## Given instruction
Rewrite the records from the line with "Task: indicate the van side" to the line with "x=632 y=295", both included, requests and all, and shift every coordinate in the answers by -135.

## Input data
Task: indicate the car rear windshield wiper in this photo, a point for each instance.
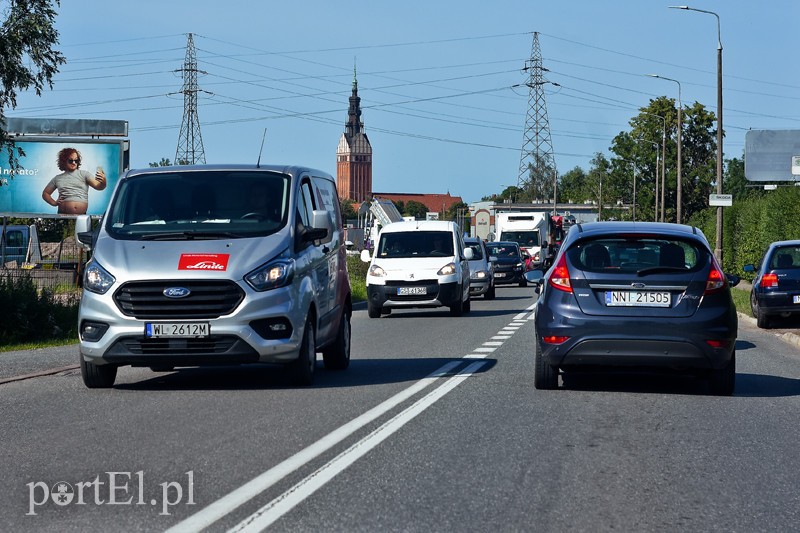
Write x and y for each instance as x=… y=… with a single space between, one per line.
x=188 y=235
x=659 y=270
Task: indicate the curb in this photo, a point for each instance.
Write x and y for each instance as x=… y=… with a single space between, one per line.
x=39 y=374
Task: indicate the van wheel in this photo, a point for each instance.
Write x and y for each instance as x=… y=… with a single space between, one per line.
x=97 y=376
x=337 y=355
x=302 y=370
x=373 y=310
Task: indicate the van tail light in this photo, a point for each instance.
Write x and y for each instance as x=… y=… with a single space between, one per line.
x=716 y=278
x=554 y=339
x=769 y=280
x=559 y=279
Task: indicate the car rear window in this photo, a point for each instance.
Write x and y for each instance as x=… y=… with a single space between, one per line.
x=785 y=257
x=632 y=254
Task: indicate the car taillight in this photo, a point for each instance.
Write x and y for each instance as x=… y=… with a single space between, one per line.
x=716 y=278
x=769 y=280
x=560 y=276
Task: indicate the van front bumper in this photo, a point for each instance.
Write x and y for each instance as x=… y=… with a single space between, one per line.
x=420 y=294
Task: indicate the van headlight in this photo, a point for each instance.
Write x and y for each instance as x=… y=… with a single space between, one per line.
x=272 y=275
x=97 y=279
x=448 y=270
x=376 y=271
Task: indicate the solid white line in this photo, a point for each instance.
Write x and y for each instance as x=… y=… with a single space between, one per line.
x=262 y=482
x=284 y=503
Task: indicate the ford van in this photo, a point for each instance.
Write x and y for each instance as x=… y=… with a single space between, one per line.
x=215 y=265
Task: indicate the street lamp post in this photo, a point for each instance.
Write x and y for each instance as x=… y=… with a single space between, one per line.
x=718 y=248
x=663 y=166
x=680 y=128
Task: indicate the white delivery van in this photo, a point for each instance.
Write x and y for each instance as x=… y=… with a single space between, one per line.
x=418 y=264
x=215 y=265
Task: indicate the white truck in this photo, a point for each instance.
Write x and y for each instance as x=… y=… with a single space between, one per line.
x=531 y=230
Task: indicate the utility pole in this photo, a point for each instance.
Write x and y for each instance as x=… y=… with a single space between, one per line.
x=190 y=142
x=536 y=158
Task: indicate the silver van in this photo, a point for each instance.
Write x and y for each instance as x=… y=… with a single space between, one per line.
x=215 y=265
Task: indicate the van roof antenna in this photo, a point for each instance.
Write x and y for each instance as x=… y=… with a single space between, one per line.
x=258 y=163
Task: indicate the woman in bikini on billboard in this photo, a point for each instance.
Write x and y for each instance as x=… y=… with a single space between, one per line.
x=72 y=184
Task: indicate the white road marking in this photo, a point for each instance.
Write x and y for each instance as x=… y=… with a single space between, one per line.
x=262 y=482
x=284 y=503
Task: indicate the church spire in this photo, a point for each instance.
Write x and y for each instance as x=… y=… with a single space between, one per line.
x=354 y=124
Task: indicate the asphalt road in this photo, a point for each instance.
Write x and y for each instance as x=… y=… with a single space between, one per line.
x=435 y=427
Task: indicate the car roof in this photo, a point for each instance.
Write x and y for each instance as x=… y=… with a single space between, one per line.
x=668 y=229
x=418 y=225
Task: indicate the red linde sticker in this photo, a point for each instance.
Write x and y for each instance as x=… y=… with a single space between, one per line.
x=216 y=262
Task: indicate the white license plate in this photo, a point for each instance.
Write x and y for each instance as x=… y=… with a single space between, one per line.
x=409 y=291
x=177 y=329
x=638 y=298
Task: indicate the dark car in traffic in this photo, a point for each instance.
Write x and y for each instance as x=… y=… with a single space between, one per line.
x=776 y=287
x=510 y=264
x=635 y=295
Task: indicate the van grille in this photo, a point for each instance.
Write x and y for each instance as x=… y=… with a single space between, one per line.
x=207 y=299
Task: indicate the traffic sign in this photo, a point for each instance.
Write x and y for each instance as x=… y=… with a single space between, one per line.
x=724 y=200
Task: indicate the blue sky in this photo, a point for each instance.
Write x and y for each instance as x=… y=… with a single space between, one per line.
x=437 y=79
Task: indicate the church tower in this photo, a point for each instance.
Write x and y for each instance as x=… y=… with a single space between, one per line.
x=354 y=154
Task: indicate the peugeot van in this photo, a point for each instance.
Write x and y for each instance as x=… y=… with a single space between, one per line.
x=418 y=264
x=215 y=265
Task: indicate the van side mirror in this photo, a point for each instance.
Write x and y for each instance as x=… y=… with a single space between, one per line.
x=321 y=227
x=83 y=232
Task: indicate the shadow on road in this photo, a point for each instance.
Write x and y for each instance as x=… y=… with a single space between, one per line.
x=362 y=372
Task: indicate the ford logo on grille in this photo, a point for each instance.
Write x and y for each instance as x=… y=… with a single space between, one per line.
x=176 y=292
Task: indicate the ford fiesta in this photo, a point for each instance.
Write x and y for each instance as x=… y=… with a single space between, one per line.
x=632 y=295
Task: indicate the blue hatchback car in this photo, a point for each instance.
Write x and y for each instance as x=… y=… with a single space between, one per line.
x=635 y=295
x=776 y=287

## Answer to this problem
Task: indicate the van side mirror in this photo, a point for each instance.
Write x and y for each instance as x=… y=… with a single space between, one per line.
x=186 y=92
x=-52 y=97
Task: indicate the shadow on road in this photo, a point for each instance.
Write x and y for each instance as x=… y=… with a single space between, one per line.
x=227 y=237
Task: indicate the ford logo on grille in this photo, a point for each instance.
Write x and y for each instance as x=… y=… with a single space between, one per line.
x=41 y=157
Task: indicate the ford fiesta in this photo, a point for each instance.
Write x and y for each instance as x=… y=… with a single space between, one per line.
x=497 y=160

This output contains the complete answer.